## YOUR OBJECTIVE
Every entry has to be output exactly, with none skipped.

TASK MATERIAL below:

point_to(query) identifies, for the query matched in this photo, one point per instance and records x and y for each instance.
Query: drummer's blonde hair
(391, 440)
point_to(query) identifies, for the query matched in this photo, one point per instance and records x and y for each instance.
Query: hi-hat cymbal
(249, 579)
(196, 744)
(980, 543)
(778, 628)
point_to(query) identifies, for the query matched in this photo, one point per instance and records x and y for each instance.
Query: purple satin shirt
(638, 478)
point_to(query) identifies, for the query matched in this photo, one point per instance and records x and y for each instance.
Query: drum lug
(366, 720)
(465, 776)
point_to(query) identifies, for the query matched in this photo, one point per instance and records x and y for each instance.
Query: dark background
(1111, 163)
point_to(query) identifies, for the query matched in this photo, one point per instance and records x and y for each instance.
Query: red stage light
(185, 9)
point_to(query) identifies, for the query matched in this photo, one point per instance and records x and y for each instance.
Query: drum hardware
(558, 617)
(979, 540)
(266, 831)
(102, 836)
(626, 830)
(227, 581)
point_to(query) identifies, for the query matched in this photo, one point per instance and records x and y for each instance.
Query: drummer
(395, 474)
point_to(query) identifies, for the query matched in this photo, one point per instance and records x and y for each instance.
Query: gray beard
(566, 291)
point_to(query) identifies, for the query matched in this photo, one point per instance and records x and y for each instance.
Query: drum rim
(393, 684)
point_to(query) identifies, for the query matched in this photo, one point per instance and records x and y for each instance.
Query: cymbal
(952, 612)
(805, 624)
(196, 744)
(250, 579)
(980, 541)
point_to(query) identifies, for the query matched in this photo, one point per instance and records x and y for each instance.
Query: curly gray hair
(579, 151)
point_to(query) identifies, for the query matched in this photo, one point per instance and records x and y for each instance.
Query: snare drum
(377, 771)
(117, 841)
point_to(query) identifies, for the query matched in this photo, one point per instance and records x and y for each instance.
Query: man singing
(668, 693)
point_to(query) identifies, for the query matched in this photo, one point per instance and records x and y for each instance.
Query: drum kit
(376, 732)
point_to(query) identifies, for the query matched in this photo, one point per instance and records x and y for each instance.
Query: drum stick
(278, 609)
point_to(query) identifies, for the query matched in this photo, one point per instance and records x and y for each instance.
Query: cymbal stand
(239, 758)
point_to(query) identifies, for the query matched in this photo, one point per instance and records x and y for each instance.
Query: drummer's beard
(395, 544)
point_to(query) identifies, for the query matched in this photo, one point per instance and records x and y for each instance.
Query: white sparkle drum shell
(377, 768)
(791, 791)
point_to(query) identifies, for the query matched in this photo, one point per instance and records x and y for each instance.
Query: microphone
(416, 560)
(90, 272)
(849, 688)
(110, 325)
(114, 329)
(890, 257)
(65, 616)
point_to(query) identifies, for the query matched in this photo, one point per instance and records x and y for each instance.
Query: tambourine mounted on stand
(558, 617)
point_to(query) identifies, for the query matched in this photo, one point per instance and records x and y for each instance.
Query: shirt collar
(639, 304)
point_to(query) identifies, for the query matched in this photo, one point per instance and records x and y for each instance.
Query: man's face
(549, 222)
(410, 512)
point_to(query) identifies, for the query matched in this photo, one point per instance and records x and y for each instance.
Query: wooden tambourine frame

End of TASK MATERIAL.

## REPLY
point_to(query) identifies, for the query matched in this photo, one point per instance and records x and y for each instance.
Query: drummer's blonde hair
(391, 440)
point_to(query) identifies, for the query matched in this photo, one point per instance and records x and y for each instance.
Query: hi-hat cymbal
(249, 579)
(196, 744)
(980, 543)
(778, 628)
point_to(query) identifies, for the query matched in this photo, one point per instance and records x and y for each instance.
Query: purple satin shirt
(638, 478)
point_to(query) identifies, for the query matched in this photo, one point per instance and records x and y for each instance.
Query: drum lug
(366, 720)
(465, 776)
point_to(query) identifies, for the query matched in this photo, one point per instance and records x and y for each instance.
Query: dark background
(1111, 163)
point_to(query) identifies, for the query matched in this photo, one point per instance and records x and y for each instance.
Query: red stage light
(185, 9)
point_to(query) identifies, for the query matched in this photo, one point per instance and records x and y for each instance.
Query: drum hardware
(558, 617)
(979, 540)
(266, 831)
(102, 836)
(626, 830)
(227, 581)
point_to(query) identifies, for the query matched in this photo, one point per instance and records x and y for each instance.
Query: drummer
(395, 474)
point_to(query) identifies, for the query matched in this photo, one point per instance and records x and y for each instance.
Query: gray beard
(566, 291)
point_to(query) identifies, for the query matched in this photo, one point per instance and records x and y for each instance.
Query: drum rim
(393, 684)
point_to(query) identifies, for the query matched in this photo, one point per instance and records x and y for each instance.
Query: cymbal
(952, 612)
(805, 624)
(196, 744)
(250, 579)
(980, 541)
point_to(query) identifies, for the query matched in this photo, one point per instance and records x and y for each instance.
Query: curly gray hair
(579, 151)
point_to(query) identifies, for the query matched in this photo, one point per instance and records x and y for each instance.
Query: snare drum
(377, 771)
(117, 841)
point_to(query) identifies, for the query matched in this photo, one point per instance and records x and y for each instance.
Query: man singing
(668, 693)
point_to(query) identifies, for the query matched in this photo, one point per instance and records x and y for each instance.
Query: drum kit
(376, 732)
point_to(query) identifies, for the query matched in this photo, one point per instance and records x and y for each instance.
Query: drum stick
(278, 609)
point_to(query) identifies, for the query matched in this photo, one point per instance and records x and y for each instance.
Query: cymbal stand
(239, 758)
point_to(query) identifies, for the query matched in this photo, one point per instance and records x and y for each instance.
Query: drummer's beard
(395, 544)
point_to(query) identifies, for the query matched in this photo, one point per instance and records x and y for each instance.
Query: white sparkle drum shell
(377, 768)
(791, 791)
point_to(query) identifies, for the query matched in this photo, one point per instance and records x and y for each instance.
Query: microphone
(416, 560)
(90, 272)
(849, 688)
(110, 325)
(114, 329)
(890, 257)
(65, 616)
point_to(query) identifies, for the query matched in this photo, one point per instance and records x and y for each instance.
Query: tambourine mounted on stand
(558, 617)
point_to(query) identifies, for the query matched in this photo, one point per instance and records x and y for each instance.
Query: shirt collar
(639, 304)
point_to(query) identifies, for the query matched in this photo, one point per instance and records x and y for each instance.
Query: man's face
(549, 222)
(410, 512)
point_to(query) identifies, for the query matched in this photo, one point per instance and records x and y for each instance.
Query: wooden tambourine frame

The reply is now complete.